*TEXT FOR ANALYSIS*.
--- START ---

Skip to content

Easonliuliang/purify

Repository files navigation

Purify

Web Scraping API for AI Agents. One binary. Zero dependencies. Built-in MCP server.

The Go alternative to Firecrawl / Crawl4AI — no Python, no Node.js, no Redis. Just docker compose up and go.

License Stars Release

Get Free API Key · API Docs · MCP Server · Self-Host


See it work

# Start Purify
docker compose up -d

# Scrape a page
curl -s -X POST http://localhost:8080/api/v1/scrape \
  -H "Content-Type: application/json" \
  -d '{"url": "https://news.ycombinator.com"}' | jq .
{
  "success": true,
  "content": "# Hacker News\n\n1. Show HN: ...",
  "tokens": {
    "original_estimate": 11708,
    "cleaned_estimate": 5572,
    "savings_percent": 52.4
  },
  "timing": {
    "total_ms": 400
  }
}

Two commands. Clean Markdown back in under a second.


How it compares

Purify Firecrawl Crawl4AI Jina Reader
Language Go TypeScript Python N/A (cloud)
Self-host Single binary 5+ containers (Redis, PG, Playwright…) pip + Playwright No self-host docs
MCP server Built-in (5 tools) Community-maintained No No
Token savings 52–99% ~70–80% ~75–85% ~60–70%
Recursive crawling Yes Yes Yes No
Batch scrape Yes Yes No No
License Apache 2.0 AGPL-3.0 Apache 2.0 Partial open source
Price (50k req/mo) $29/mo $49/mo Free (local) $49/mo

Quick start

Option A: Docker

docker compose up -d

Option B: Build from source

git clone https://github.com/Easonliuliang/purify.git
cd purify && make build
PURIFY_AUTH_ENABLED=false ./bin/purify

Option C: Hosted API (no setup)

curl -s -X POST https://purify.verifly.pro/api/v1/scrape \
  -H "Authorization: Bearer YOUR_API_KEY" \
  -H "Content-Type: application/json" \
  -d '{"url": "https://news.ycombinator.com"}' | jq .content

Get a free API key at purify.verifly.pro — 1,000 requests/month, no credit card.

Token savings — real numbers

Measured with tiktoken (GPT-4 tokenizer). Purify strips navigation, ads, scripts, and styling — your LLM only sees the content.

--- END ---

*PROBLEM STATEMENT*. Rewrite the stretch of the Purify page from "Web Scraping API" through "compose up and go.", switching every "Firecrawl" to "Scrapy". The data below is separate material with no connection to the Purify page.

*DATA EXTRACTS*.
--- START ---

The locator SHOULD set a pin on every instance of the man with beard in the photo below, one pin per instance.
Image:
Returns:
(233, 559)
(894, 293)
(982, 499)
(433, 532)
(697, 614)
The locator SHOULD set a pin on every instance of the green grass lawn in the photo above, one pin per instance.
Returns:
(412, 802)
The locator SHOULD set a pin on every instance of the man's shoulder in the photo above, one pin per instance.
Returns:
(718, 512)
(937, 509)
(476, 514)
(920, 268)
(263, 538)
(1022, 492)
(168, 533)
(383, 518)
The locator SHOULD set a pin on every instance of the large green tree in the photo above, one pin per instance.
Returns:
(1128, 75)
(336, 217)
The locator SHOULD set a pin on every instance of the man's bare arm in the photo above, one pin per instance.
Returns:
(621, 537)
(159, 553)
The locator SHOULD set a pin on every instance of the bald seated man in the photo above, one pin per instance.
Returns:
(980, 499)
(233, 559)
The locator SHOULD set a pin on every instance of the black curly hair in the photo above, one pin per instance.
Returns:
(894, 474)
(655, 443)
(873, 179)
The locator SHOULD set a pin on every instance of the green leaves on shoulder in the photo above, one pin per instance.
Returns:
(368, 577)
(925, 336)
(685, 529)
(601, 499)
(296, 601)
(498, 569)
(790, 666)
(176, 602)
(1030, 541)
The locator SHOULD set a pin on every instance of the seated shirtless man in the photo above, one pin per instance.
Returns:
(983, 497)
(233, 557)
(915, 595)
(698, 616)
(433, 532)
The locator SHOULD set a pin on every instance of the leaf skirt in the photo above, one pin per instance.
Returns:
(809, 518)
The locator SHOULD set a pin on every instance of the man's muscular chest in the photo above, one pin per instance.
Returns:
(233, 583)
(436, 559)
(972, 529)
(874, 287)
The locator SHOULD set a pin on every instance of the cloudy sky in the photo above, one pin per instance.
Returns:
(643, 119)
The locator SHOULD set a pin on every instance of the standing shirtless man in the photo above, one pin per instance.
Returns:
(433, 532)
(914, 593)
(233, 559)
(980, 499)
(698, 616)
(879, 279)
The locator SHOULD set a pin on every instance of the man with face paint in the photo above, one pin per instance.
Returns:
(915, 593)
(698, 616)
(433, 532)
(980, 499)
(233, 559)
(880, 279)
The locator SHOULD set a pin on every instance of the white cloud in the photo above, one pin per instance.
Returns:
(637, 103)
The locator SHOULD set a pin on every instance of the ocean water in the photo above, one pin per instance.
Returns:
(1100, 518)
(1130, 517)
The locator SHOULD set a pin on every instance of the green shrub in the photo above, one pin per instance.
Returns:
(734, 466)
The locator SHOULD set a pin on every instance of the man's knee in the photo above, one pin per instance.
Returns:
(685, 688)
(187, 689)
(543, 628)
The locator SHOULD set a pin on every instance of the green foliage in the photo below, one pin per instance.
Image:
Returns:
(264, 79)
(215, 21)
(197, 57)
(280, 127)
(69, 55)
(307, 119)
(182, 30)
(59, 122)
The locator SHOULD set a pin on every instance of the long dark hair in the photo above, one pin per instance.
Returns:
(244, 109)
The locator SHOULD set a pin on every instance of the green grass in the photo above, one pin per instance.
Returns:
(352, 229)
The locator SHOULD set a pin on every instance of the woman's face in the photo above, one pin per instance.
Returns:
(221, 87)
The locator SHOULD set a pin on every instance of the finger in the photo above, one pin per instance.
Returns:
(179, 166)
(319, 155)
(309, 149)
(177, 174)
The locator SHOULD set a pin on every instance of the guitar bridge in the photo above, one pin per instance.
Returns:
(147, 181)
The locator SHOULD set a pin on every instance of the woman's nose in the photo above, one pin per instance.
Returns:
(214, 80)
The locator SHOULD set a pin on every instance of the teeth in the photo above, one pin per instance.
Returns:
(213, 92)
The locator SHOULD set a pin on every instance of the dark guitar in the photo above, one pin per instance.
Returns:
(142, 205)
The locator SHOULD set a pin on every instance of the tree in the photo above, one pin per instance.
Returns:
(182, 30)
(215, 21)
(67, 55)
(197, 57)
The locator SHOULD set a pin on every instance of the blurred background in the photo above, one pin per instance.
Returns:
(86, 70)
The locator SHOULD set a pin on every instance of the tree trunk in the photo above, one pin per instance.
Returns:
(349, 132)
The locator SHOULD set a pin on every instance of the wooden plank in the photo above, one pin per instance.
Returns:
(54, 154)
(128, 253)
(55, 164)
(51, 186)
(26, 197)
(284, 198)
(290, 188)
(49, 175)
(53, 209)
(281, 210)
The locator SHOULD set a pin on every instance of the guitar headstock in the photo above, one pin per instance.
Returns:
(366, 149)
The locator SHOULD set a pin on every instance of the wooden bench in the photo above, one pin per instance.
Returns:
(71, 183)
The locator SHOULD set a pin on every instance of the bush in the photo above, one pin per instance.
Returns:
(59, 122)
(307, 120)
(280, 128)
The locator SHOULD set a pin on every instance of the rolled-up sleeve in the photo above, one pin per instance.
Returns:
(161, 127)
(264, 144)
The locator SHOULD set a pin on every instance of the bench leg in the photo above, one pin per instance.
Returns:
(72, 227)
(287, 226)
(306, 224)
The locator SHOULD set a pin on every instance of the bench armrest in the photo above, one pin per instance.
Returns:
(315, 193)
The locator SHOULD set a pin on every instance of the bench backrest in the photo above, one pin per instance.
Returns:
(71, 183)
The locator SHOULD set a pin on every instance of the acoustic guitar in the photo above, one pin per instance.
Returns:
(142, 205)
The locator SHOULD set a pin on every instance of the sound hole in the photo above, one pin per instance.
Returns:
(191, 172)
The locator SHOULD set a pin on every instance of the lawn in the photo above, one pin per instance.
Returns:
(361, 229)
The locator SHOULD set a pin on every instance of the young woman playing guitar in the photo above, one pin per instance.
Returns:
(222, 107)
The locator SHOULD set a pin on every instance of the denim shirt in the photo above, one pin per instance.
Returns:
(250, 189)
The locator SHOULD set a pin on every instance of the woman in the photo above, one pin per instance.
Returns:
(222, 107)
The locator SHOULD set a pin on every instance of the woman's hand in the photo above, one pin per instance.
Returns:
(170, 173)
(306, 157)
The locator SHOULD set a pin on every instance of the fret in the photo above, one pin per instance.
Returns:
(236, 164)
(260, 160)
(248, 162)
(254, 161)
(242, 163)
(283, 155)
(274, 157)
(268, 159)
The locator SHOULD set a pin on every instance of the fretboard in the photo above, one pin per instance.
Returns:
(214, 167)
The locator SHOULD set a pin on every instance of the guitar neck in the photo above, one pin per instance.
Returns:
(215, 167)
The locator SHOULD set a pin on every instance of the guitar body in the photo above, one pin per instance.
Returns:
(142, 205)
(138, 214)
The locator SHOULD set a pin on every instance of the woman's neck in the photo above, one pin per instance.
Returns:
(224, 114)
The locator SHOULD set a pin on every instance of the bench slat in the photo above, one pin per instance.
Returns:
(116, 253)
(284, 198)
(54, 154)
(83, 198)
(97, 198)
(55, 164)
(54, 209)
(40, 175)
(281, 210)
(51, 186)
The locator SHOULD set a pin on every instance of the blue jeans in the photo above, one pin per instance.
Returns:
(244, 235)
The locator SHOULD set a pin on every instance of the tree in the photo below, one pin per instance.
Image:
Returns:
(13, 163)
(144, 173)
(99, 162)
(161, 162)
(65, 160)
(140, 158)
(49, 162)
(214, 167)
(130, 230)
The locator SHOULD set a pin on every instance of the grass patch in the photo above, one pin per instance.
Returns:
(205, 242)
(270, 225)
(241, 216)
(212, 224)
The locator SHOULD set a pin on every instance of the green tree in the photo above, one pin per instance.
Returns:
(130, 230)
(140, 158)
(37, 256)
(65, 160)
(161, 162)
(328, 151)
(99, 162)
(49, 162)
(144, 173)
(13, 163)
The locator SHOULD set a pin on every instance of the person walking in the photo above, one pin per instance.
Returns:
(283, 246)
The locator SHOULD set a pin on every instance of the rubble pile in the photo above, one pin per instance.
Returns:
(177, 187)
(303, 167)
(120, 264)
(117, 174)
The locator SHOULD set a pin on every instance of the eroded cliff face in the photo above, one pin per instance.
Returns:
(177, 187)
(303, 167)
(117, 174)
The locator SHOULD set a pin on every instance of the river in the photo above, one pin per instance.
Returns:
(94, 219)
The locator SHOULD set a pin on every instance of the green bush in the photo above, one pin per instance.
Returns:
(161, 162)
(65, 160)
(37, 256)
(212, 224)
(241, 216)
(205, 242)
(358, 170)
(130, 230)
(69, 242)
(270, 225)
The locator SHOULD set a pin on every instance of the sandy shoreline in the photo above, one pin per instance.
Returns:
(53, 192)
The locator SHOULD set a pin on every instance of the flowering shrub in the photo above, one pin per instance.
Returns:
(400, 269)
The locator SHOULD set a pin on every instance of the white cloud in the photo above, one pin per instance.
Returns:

--- END ---

*TASK ANSWER*.
Web Scraping API for AI Agents. One binary. Zero dependencies. Built-in MCP server.

The Go alternative to Scrapy / Crawl4AI — no Python, no Node.js, no Redis. Just docker compose up and go.